▶ **THE REQUEST**: Please find every line in the data below that contains the word "shrub" and copy each of those lines.

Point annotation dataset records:
------------------------------------------------------------------------

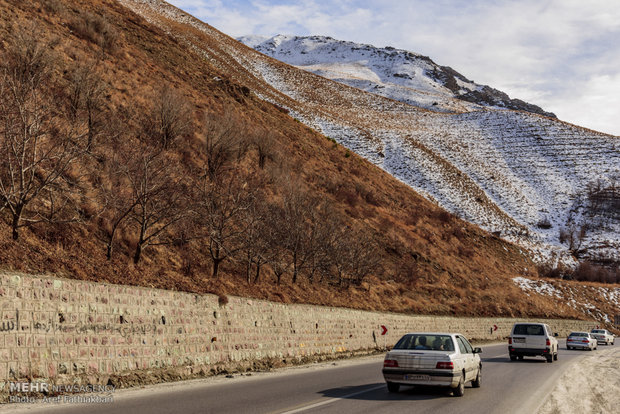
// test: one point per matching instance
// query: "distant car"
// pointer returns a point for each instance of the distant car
(436, 359)
(532, 339)
(582, 340)
(603, 336)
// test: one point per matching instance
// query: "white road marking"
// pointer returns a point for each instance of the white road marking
(331, 400)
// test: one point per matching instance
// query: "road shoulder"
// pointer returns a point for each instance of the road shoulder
(590, 384)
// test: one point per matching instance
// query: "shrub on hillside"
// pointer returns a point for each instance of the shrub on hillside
(97, 30)
(592, 273)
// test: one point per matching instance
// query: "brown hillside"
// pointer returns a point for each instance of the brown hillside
(428, 261)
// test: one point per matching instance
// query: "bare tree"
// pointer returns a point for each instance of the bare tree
(255, 249)
(38, 143)
(168, 119)
(352, 255)
(222, 136)
(298, 226)
(263, 143)
(220, 207)
(86, 99)
(116, 193)
(160, 200)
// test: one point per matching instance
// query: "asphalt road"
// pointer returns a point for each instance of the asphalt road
(347, 387)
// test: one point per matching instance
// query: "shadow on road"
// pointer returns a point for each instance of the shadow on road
(508, 361)
(412, 393)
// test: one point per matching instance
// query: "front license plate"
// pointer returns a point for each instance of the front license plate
(417, 378)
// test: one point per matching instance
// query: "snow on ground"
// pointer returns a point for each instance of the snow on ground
(589, 385)
(601, 303)
(512, 172)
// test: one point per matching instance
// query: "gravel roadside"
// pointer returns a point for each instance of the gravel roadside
(589, 386)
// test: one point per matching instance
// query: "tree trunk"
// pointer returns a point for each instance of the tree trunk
(257, 275)
(15, 226)
(216, 267)
(294, 267)
(138, 254)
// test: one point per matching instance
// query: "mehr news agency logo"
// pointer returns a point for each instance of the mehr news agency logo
(71, 393)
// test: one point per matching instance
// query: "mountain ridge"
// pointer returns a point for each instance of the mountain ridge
(395, 73)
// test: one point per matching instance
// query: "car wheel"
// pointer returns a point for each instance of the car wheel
(393, 387)
(460, 389)
(478, 381)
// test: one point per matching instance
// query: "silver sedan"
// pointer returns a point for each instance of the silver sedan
(581, 340)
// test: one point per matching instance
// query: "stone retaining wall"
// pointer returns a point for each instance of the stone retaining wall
(60, 329)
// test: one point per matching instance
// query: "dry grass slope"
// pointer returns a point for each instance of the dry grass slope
(430, 262)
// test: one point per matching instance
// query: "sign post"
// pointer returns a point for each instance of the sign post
(383, 332)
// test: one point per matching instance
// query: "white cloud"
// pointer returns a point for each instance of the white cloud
(559, 54)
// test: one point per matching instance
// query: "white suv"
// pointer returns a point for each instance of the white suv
(603, 336)
(532, 339)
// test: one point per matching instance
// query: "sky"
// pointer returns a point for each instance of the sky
(562, 55)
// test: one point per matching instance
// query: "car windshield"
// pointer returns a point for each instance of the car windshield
(528, 330)
(426, 342)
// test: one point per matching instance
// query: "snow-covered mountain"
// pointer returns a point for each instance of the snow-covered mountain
(394, 73)
(547, 185)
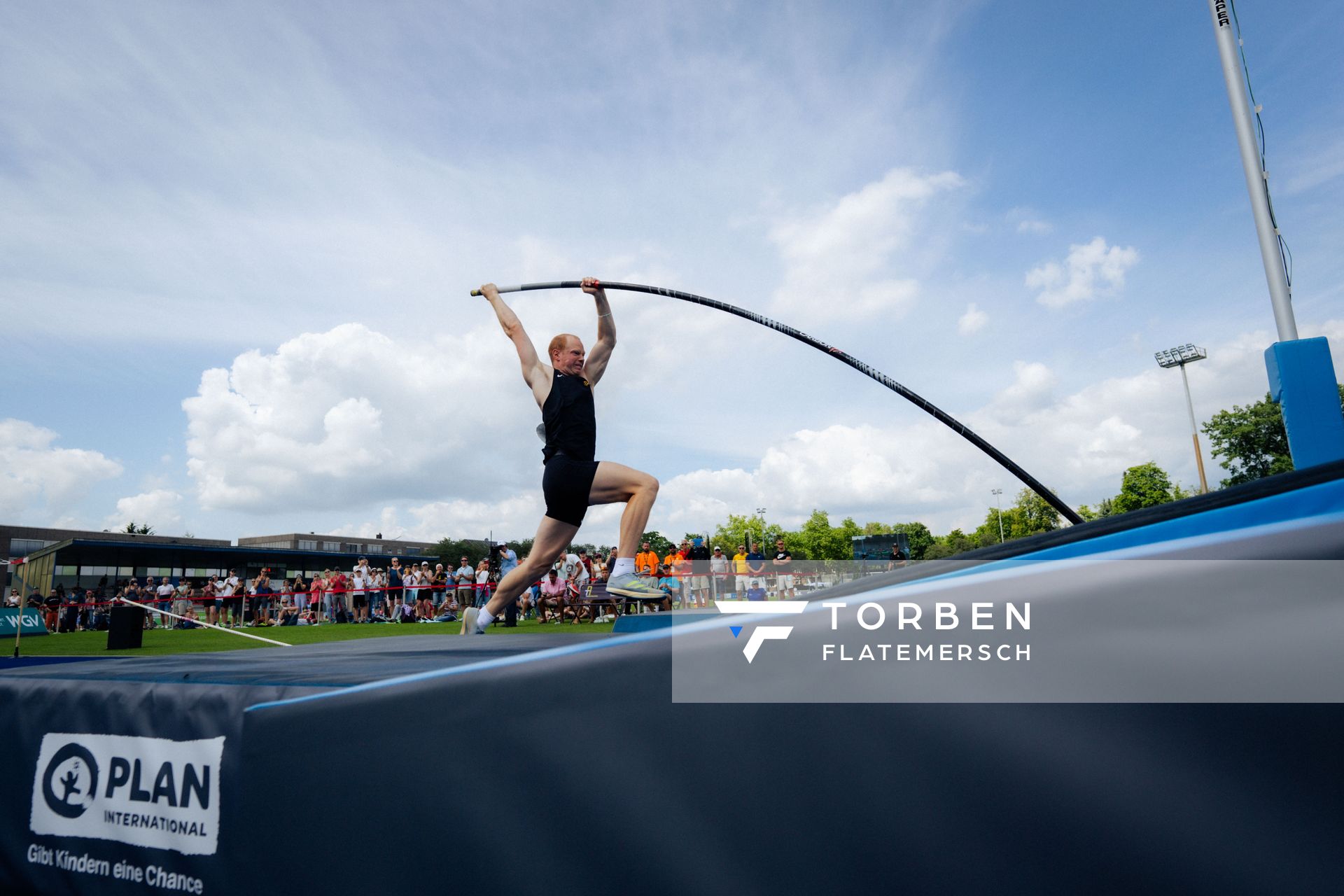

------------------------------------------------------------------------

▶ **TASK OUTPUT**:
// query: "shrub on hillside"
// pointer returns a point for each instance of the shrub on hillside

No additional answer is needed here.